> **Source text**:
_ _ _ _

Depending on the definition and theoretical lens applied, the absorptive capacity process is presented differently. Absorptive capacity process is often defined as including three steps: identification, assimilation, and exploitation, following the definition of the seminal paper of Cohen and Levinthal [52]. Among the scholars who reconceptualized the process introduced by Cohen and Levinthal, Zahra and George saw absorptive capacity as a “dynamic capability pertaining to knowledge creation and utilization” and suggested four dimensions of the absorptive capacity process: acquisition, assimilation, transformation, and exploitation [54]. Acquisition is a firm’s capacity to recognize and acquire external knowledge that is useful. Assimilation refers to the routines of the firm in interpreting and understanding acquired knowledge. Transformation is the capability to reform routines in order to combine existing and assimilated knowledge. Exploitation, which is built on the notion of application of knowledge, implies a capacity that allows firms to refine and develop existing competencies by integrating transformed knowledge into their operations.
Zahra and George divided these four dimensions of absorptive capacity into two components that lead to the dynamic capability of firms: potential absorptive capacity and realized absorptive capacity [54]. Potential absorptive capacity, which consists of acquisition and assimilation, refers to the capability to understand and capture new knowledge. Transformation and exploitation are labeled as “realized absorptive capacity,” which is the ability to internalize and implement the absorbed knowledge. Potential absorptive capacity and realized absorptive capacity play different roles, although both are essential for enhancing performance.
Scholars pointed out the context and path-dependent characteristics of absorptive capacity as a dynamic capability of firms [54,58,59]. Absorptive capacity is dependent on a firms’ prior knowledge and eventually the earlier absorptive capacity of the firms. Accordingly, the level of absorptive capacity can influence the operations of firms in the long term, as it develops over time. Based on this idea, some scholars have showed the moderating effect of absorptive capacity on the relation between entrepreneurial orientation of firms and performance [60]. In addition, it was found that the timing of capability development can affect the startups’ sustainability and performance [54,61]. From this perspective, it is possible to expect that the level of absorptive capacity in each stage of startup growth may have different impacts. Therefore, firms that retain a high level of potential absorptive capacity in their initial stage would better control and build their ability to extend the scope of knowledge and technology than others. In other words, it will be more useful for firms to have the opportunity to gain this capacity through VC investment in the initial stage of growth in order to create a learning path based on it. However, firms that are invested later may benefit less from such an experience, as they already have their own learning path developed through the growth process. Thus, the startups’ high potential absorptive capacity would strengthen the effects of the initial invested round on firm performance, contrary to the case of low potential absorptive capacity.

_ _ _ _

> **What you have to do**: From the passage on absorptive capacity, extract everything from "Zahra and George divided" down to "for enhancing performance.", word for word. None of the lines that come next are needed.

> **Dataset extract**:

_ _ _ _

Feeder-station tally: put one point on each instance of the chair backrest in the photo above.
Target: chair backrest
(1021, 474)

_ _ _ _

> **Finished exercise**:
Zahra and George divided these four dimensions of absorptive capacity into two components that lead to the dynamic capability of firms: potential absorptive capacity and realized absorptive capacity [54]. Potential absorptive capacity, which consists of acquisition and assimilation, refers to the capability to understand and capture new knowledge. Transformation and exploitation are labeled as “realized absorptive capacity,” which is the ability to internalize and implement the absorbed knowledge. Potential absorptive capacity and realized absorptive capacity play different roles, although both are essential for enhancing performance.